RECORDS FOR THIS EXERCISE ->
= = = =
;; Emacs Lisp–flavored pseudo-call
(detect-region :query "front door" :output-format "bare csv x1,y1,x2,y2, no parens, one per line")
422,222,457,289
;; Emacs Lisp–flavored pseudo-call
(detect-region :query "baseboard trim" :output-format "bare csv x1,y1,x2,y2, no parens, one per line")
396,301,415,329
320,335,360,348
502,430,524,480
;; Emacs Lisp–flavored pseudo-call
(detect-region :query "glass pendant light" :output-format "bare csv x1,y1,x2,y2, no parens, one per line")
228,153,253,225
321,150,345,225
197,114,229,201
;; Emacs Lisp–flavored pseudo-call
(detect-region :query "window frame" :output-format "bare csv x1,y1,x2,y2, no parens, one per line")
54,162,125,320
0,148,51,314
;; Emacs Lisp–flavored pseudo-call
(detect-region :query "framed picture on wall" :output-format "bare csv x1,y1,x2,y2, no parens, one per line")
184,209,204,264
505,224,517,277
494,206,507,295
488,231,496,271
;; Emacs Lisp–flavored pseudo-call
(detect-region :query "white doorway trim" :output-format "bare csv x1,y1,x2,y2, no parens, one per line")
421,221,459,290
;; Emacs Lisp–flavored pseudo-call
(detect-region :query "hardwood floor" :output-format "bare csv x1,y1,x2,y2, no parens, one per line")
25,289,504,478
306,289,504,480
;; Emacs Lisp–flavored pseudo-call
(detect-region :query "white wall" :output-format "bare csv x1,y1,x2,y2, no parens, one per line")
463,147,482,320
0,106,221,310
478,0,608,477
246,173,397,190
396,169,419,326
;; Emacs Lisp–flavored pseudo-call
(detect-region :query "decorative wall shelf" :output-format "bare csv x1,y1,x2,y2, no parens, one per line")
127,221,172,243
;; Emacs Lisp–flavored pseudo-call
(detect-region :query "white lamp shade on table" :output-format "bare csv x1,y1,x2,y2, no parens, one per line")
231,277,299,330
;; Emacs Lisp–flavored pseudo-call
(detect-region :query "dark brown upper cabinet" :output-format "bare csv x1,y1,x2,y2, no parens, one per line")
= = = =
YOUR ASSIGNMENT -> Please reproduce each entry exactly as it appears.

RESPONSE TO THE TASK ->
;; Emacs Lisp–flavored pseudo-call
(detect-region :query "front door" :output-format "bare csv x1,y1,x2,y2, no parens, one per line")
422,222,457,289
;; Emacs Lisp–flavored pseudo-call
(detect-region :query "baseboard trim" :output-format "bare csv x1,y1,x2,y2, no parens, one per line")
396,301,415,329
320,335,360,348
502,430,524,480
;; Emacs Lisp–flavored pseudo-call
(detect-region :query "glass pendant light" :output-format "bare csv x1,y1,x2,y2, no parens, one per line")
228,153,253,225
321,150,345,225
197,114,229,201
;; Emacs Lisp–flavored pseudo-call
(detect-region :query "window frame" :output-format "bare csv x1,y1,x2,y2, no parens, one per line")
54,162,125,320
0,148,51,314
;; Emacs Lisp–flavored pseudo-call
(detect-region :query "framed picture on wall" :output-format "bare csv x1,y1,x2,y2, no parens, one per line")
184,209,204,264
505,224,517,277
494,206,507,295
488,231,496,271
;; Emacs Lisp–flavored pseudo-call
(detect-region :query "white doorway trim" :output-format "bare csv x1,y1,x2,y2, no parens, one per line")
421,221,459,290
;; Emacs Lisp–flavored pseudo-call
(detect-region :query "hardwood floor" :output-format "bare csv x1,y1,x2,y2, no parens, one per line")
25,289,504,478
306,289,504,480
;; Emacs Lisp–flavored pseudo-call
(detect-region :query "white wall" :output-format "bare csv x1,y1,x2,y2, no parens, one per line")
463,147,482,320
0,106,221,310
478,0,608,477
246,173,397,190
396,169,419,326
;; Emacs Lisp–flavored pseudo-call
(detect-region :query "decorative wall shelf" :output-format "bare csv x1,y1,x2,y2, no parens, one per line")
127,221,172,243
;; Emacs Lisp–flavored pseudo-call
(detect-region :query "white lamp shade on table" :output-format "bare csv x1,y1,x2,y2, no parens, one per line")
231,277,299,330
;; Emacs Lisp–flavored pseudo-call
(detect-region :query "dark brown upper cabinet" :output-format "bare csv x1,y1,x2,y2, no parens, one per line")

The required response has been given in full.